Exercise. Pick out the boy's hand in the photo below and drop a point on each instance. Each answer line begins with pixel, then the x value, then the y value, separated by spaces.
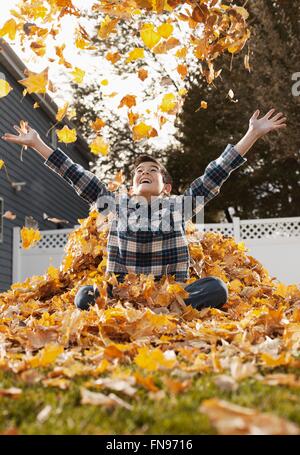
pixel 30 137
pixel 267 123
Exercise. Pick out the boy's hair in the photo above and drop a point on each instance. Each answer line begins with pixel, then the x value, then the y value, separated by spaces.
pixel 143 158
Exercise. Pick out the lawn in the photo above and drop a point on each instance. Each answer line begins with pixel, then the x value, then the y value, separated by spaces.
pixel 168 414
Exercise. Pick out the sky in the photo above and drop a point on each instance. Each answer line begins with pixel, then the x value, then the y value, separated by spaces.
pixel 97 70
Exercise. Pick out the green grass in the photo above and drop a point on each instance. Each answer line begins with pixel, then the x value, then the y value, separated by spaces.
pixel 171 415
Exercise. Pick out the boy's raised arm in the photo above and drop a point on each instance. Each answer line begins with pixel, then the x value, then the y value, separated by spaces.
pixel 85 183
pixel 206 187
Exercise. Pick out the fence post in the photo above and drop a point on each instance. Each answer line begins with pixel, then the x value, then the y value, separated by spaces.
pixel 236 228
pixel 16 255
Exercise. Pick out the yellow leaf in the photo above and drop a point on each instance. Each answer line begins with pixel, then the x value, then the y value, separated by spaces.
pixel 273 362
pixel 154 359
pixel 66 135
pixel 99 146
pixel 53 272
pixel 281 290
pixel 107 27
pixel 62 112
pixel 128 100
pixel 47 356
pixel 142 74
pixel 78 75
pixel 9 28
pixel 165 30
pixel 203 105
pixel 29 237
pixel 5 88
pixel 113 57
pixel 36 82
pixel 181 53
pixel 135 54
pixel 182 70
pixel 132 117
pixel 168 103
pixel 142 131
pixel 98 124
pixel 149 36
pixel 182 92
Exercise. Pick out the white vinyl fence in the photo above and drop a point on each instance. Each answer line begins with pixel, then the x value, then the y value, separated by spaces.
pixel 274 242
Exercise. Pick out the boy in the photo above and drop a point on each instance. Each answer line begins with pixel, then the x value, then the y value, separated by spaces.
pixel 163 248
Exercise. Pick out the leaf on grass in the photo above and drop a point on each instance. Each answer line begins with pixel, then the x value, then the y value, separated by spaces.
pixel 135 54
pixel 99 399
pixel 155 359
pixel 12 392
pixel 231 419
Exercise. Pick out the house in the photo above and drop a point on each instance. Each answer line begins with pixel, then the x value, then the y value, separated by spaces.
pixel 39 190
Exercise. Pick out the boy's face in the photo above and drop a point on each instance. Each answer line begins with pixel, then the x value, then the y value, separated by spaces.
pixel 148 180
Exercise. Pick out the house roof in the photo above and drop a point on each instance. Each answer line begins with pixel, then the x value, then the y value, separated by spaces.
pixel 14 65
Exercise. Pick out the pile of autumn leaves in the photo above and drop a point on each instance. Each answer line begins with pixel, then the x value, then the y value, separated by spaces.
pixel 45 338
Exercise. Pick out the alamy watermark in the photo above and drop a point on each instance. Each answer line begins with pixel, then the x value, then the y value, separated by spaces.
pixel 158 214
pixel 296 85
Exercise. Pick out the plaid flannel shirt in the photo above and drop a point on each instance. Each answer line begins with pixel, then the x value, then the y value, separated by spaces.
pixel 151 251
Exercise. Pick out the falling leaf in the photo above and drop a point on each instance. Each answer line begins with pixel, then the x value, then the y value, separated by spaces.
pixel 66 135
pixel 5 88
pixel 29 237
pixel 46 356
pixel 36 82
pixel 62 112
pixel 107 27
pixel 247 62
pixel 143 131
pixel 149 36
pixel 99 146
pixel 142 74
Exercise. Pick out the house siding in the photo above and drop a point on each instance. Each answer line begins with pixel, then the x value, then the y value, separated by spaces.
pixel 44 190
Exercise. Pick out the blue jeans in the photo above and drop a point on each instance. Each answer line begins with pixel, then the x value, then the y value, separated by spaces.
pixel 205 292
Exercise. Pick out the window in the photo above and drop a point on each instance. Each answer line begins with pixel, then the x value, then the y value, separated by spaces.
pixel 1 219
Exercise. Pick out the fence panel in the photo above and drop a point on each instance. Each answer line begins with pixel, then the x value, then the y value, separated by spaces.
pixel 274 242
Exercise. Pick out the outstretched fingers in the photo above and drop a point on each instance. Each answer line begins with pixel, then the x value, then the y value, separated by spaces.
pixel 269 114
pixel 255 115
pixel 11 138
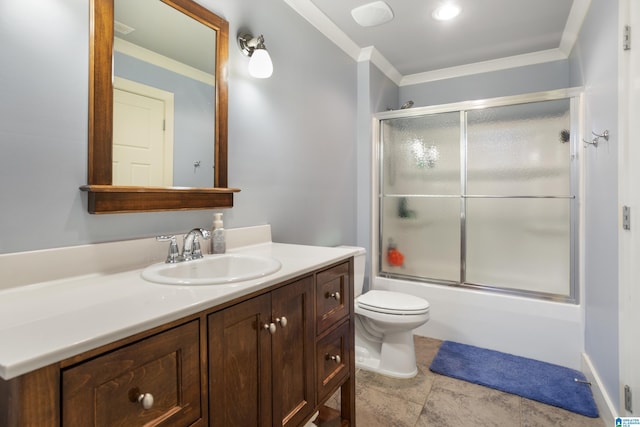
──────
Rewrite the items from the line with "Exercise. Pick out the leaf" to the line with "pixel 14 65" as a two-column CSV with the headers text and answer. Give one row per item, with each value in a single quoted field and its line breaks replaced by spaces.

◆ **SOLUTION TO THIS EXERCISE**:
text,answer
"Exercise. Pick out the leaf on grass in the photo above and drop a point on each instance. Each answer line begins with pixel, then the x value, then the y value, separated by spaces.","pixel 135 54 pixel 99 399 pixel 155 359 pixel 12 392 pixel 231 419"
"Exercise. Pick out the house in the photo above and drop a point on each instance. Each answer line begins with pixel, then the x value, then the y value, separated by spaces.","pixel 39 190"
"Exercise. Pick out the boy's face in the photo above and drop a point on each instance. Each answer line begins with pixel, then the x value, then the y value, separated by spaces.","pixel 148 180"
"Exercise. Pick out the house roof in the photo above and drop a point on each instance. Each answer line begins with pixel, then the x value, then the y value, separated by spaces.","pixel 14 65"